▶ [AIM OF THE EXERCISE]
Can you copy out the data exactly? Leave the images out.
──────── SUPPLIED MATERIAL
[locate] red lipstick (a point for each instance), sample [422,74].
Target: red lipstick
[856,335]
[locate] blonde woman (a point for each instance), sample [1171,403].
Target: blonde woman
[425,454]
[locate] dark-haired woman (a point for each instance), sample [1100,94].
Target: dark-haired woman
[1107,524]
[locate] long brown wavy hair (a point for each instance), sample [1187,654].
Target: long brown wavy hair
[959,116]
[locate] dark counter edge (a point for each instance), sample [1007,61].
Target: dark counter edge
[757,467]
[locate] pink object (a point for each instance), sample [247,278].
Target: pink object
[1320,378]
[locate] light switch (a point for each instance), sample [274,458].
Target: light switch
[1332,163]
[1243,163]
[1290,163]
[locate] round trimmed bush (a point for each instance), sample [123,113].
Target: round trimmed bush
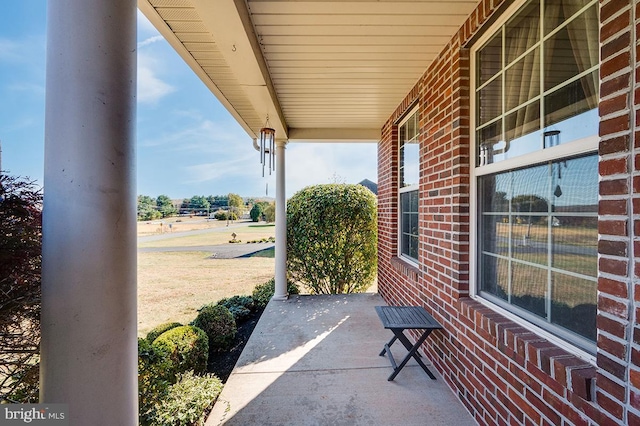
[159,329]
[332,238]
[239,306]
[219,325]
[187,346]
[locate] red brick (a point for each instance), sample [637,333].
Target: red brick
[614,187]
[613,167]
[612,248]
[613,287]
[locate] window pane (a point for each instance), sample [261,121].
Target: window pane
[523,133]
[495,276]
[409,224]
[530,239]
[572,109]
[490,59]
[575,245]
[490,102]
[495,235]
[575,185]
[489,141]
[556,12]
[572,50]
[522,80]
[522,31]
[529,288]
[574,304]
────────────────
▶ [SOLUTION TO THIS PROBLEM]
[locate] red lipstick (a point for each instance), sample [422,74].
Target: red lipstick
[856,335]
[locate] blonde woman (a point for each instance), sample [1171,403].
Target: blonde woman
[425,454]
[locate] dark-haired woman (a point for each instance), sample [1100,94].
Target: dark-haired woman
[1107,524]
[locate] long brown wavy hair (a point for each instance), sample [1187,654].
Target: long brown wavy hair
[959,116]
[locate] dark counter edge (a point for each instance), sample [1007,61].
Target: dark counter edge
[757,467]
[locate] pink object (a point for each instance), sample [247,278].
Target: pink object
[1320,378]
[locate] light switch (a point for each instance), sample [274,458].
Target: light switch
[1332,163]
[1243,163]
[1290,163]
[locate] round trimmed bush (a point for each instance), sample [123,113].
Target: round trimmed bush
[159,329]
[332,238]
[239,306]
[219,325]
[187,346]
[locate] red brick (a point for each instance), sample [637,333].
Target: red brick
[614,187]
[613,167]
[612,248]
[613,287]
[locate] window pane (a point for each instance), sample [261,121].
Target: window pane
[523,133]
[495,276]
[409,224]
[530,239]
[572,109]
[490,59]
[575,245]
[490,102]
[495,235]
[575,185]
[489,141]
[556,12]
[572,50]
[522,80]
[522,31]
[529,288]
[574,304]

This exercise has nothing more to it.